Задание:
Определите, согласуются ли с приведенным ниже интервью три утверждения: 1. Принимая свое решение, генерал Розов работал в совместной российско-китайской комиссии по демаркации. 2. Отставка генерала Розова вызвала бурную реакцию в офицерском корпусе. 3. По словам командующего округом, вопросами демаркации занимается Федеральная пограничная служба. Для каждого утверждения ответьте «да» или «нет» и дословно приведите решающие слова интервью.

Чтение онлайн

ЖАНРЫ

Газета Завтра 189 (28 1997)
Шрифт:

А. П. Вот я сейчас разговаривал с губернатором и с его заместителем, которые так остро и мотивированно объяснили драму Тумангана, реки Туманной тем, что в итоге будут нарушены геостратегические интересы России в следующем веке. И я думаю, что Вы как гражданин — не военный, а просто как русский человек — имеете собственную точку зрения на эту проблему.

В. С. Я сегодня командующий округом, у которого в подчинении тысячи пограничников, и в этом качестве буду охранять ту линию, которую определят наше правительство и президент. Но, конечно, мне не безразлично, где именно пройдет эта линия, и любая пядь земли, если она просто-напросто передается сопредельному государству, отзывается душевной болью у каждого из нас, в том числе и у меня.

А. П. В частности, я познакомился с генерал-майором, уже в отставке, Розовым — и вот меня, моих друзей его поступок просто-напросто поразил: настолько он не свойствен ни нашей советской, ни сегодняшней российской этике. Мне казалось,

что такой неординарный поступок должен был вызвать взрывную реакцию в военной среде, среди офицеров. Как отозвалась его добровольная отставка в кругах пограничников?

В. С. В принципе решение генерал-майора запаса Розова Валерия Михайловича не вызвало какой-то реакции в офицерском корпусе по одной-единственной причине, я ее уже называл, но повторюсь: вопросами демаркации занимается Министерство иностранных дел, и генерал Розов принял свое решение, находясь в штате Федеральной пограничной службы, но работая полностью в совместной российско-китайской комиссии по демаркации, то есть он был в подчинении Министерства иностранных дел. И если генерал Розов был не согласен с позицией этого ведомства, то, видимо, он подал пример не пограничникам, а сотрудникам МИДа.

А. П. Интересно, что силовые структуры — и Советского Союза, и Российской Федерации — подвергаются колоссальному давлению со стороны политических сил и структур. Идут непрерывные чистки ФСБ, это сегодня одна из самых несчастных служб, страшный всемогущий монстр КГБ превратился за время реформ в загнанного пушного зверька, с которого разве что шкуру еще не сняли. Или, например, армия наша многострадальная, ее трясет непрерывно. Что творится в ФАПСИ — черт знает что! И на этом фоне единственная силовая структура — погранвойска — удивительным образом сохранили все же свою внутреннюю строгость, стройность, независимость, хотя бы относительную, от всех этих вихрей политической жизни, общество по-прежнему уважает погранслужбу. Что это: результат того, что Николаев такой тонкий стратег, либо все же пограничники в нашем обществе вызывают особый пиетет, на них не решаются замахнуться? Вы согласны, что пограничникам живется легче, нежели всем остальным?

Исходные записи:
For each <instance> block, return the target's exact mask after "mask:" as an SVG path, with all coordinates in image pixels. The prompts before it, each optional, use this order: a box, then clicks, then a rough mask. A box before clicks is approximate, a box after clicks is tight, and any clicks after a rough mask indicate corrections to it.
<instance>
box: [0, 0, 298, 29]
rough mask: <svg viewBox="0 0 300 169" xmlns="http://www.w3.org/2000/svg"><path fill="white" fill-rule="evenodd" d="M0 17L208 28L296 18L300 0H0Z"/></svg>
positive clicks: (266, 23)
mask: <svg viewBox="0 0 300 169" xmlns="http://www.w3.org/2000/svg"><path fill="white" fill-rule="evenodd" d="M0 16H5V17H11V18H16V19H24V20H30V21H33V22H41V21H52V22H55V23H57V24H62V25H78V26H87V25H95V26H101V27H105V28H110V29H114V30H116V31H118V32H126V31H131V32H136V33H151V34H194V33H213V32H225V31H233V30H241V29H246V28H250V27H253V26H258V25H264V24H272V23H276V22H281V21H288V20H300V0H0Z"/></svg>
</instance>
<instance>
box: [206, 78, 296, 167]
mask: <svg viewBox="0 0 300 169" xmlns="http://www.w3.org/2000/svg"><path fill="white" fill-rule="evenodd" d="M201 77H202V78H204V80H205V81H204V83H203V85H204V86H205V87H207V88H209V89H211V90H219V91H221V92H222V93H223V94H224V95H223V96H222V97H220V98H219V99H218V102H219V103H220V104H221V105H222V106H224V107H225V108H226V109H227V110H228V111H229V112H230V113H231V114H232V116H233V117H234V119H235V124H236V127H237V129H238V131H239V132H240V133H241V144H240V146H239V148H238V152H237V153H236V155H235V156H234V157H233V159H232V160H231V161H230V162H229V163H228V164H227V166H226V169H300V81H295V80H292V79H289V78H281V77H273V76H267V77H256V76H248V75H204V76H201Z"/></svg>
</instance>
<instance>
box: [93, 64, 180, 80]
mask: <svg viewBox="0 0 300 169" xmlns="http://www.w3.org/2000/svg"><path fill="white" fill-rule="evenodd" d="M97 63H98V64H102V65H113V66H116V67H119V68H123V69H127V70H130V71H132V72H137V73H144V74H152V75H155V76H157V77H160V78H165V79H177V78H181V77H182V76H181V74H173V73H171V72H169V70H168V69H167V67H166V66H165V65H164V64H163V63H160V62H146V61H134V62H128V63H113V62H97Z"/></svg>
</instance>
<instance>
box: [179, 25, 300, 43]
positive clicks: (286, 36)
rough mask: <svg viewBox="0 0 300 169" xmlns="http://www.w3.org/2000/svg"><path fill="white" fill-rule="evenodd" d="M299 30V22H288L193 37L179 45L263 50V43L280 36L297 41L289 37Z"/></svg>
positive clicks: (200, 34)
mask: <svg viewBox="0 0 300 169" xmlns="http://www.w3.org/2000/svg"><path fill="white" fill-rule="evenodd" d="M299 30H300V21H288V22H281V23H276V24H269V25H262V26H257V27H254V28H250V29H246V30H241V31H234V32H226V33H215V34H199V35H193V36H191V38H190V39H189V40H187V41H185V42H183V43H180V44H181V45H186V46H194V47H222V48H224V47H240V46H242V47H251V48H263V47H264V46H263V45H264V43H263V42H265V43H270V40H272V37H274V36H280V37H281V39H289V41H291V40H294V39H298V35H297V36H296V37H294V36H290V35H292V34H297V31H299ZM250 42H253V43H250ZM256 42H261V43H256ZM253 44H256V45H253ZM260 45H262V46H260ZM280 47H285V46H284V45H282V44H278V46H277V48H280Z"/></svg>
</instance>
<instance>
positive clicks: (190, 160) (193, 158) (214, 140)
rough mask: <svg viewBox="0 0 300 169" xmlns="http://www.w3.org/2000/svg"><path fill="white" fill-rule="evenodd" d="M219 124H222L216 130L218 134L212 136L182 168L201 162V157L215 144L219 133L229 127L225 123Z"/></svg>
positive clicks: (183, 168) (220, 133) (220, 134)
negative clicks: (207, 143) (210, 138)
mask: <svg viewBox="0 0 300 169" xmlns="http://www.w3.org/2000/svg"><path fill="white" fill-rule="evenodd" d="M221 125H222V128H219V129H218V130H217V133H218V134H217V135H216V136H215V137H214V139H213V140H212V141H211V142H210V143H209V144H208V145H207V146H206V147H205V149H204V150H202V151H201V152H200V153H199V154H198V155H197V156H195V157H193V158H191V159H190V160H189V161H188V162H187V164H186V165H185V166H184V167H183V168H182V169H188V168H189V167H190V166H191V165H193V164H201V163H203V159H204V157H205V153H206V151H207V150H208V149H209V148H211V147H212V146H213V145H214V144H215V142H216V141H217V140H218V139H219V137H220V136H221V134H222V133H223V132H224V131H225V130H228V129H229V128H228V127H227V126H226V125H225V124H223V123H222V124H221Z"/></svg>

Ответ на задание:
1. Да: «работая полностью в совместной российско-китайской комиссии по демаркации».
2. Нет: «не вызвало какой-то реакции в офицерском корпусе».
3. Нет: «вопросами демаркации занимается Министерство иностранных дел».